### ENTRIES SHOWN

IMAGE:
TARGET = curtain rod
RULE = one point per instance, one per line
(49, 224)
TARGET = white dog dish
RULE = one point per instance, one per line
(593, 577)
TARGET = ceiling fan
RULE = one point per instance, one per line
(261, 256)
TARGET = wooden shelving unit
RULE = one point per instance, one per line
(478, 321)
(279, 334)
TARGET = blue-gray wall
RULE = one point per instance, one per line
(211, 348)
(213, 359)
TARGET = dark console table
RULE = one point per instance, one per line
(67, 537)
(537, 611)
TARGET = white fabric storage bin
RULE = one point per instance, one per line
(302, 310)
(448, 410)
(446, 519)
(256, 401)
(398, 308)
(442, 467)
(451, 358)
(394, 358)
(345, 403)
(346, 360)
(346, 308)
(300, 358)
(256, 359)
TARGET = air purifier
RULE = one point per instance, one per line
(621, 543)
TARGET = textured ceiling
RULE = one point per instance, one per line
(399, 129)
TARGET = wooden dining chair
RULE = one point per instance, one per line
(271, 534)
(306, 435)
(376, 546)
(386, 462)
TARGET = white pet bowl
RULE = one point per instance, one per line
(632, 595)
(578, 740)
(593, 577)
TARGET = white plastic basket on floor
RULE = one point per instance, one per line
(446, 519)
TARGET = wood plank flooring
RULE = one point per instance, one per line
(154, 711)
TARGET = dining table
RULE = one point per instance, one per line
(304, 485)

### PROMPT
The full listing needs to be output again, exactly as it reads.

### ANSWER TO THIS PROBLEM
IMAGE:
TARGET = curtain rod
RULE = one point per instance, one per line
(49, 224)
TARGET = white dog dish
RULE = one point per instance, one per line
(593, 577)
TARGET = ceiling fan
RULE = one point per instance, one per line
(261, 256)
TARGET = wooden shelving unit
RULE = one point per instance, one per line
(478, 321)
(279, 334)
TARGET = blue-gray wall
RULE = one point per instance, one per line
(211, 348)
(213, 359)
TARGET = dark console table
RULE = one point per instance, one per line
(67, 537)
(537, 611)
TARGET = white fabric storage bin
RULE = one point per instance, one per line
(302, 310)
(448, 410)
(446, 519)
(256, 401)
(398, 308)
(442, 467)
(451, 358)
(394, 358)
(345, 403)
(346, 360)
(346, 308)
(300, 358)
(256, 359)
TARGET = air purifier
RULE = one point per instance, one per line
(621, 543)
TARGET = textured ceiling
RULE = one point per instance, one per line
(399, 129)
TARGET = wooden dining chair
RULE = one point per instance, one per line
(271, 534)
(306, 435)
(376, 546)
(386, 462)
TARGET = white pet bowl
RULE = one point per instance, one per line
(632, 595)
(578, 740)
(593, 577)
TARGET = white plastic basket on floor
RULE = one point per instance, one per line
(446, 519)
TARGET = wood plank flooring
RULE = one point per instance, one per line
(154, 711)
TARGET = dining table
RULE = one point per instance, one per line
(304, 485)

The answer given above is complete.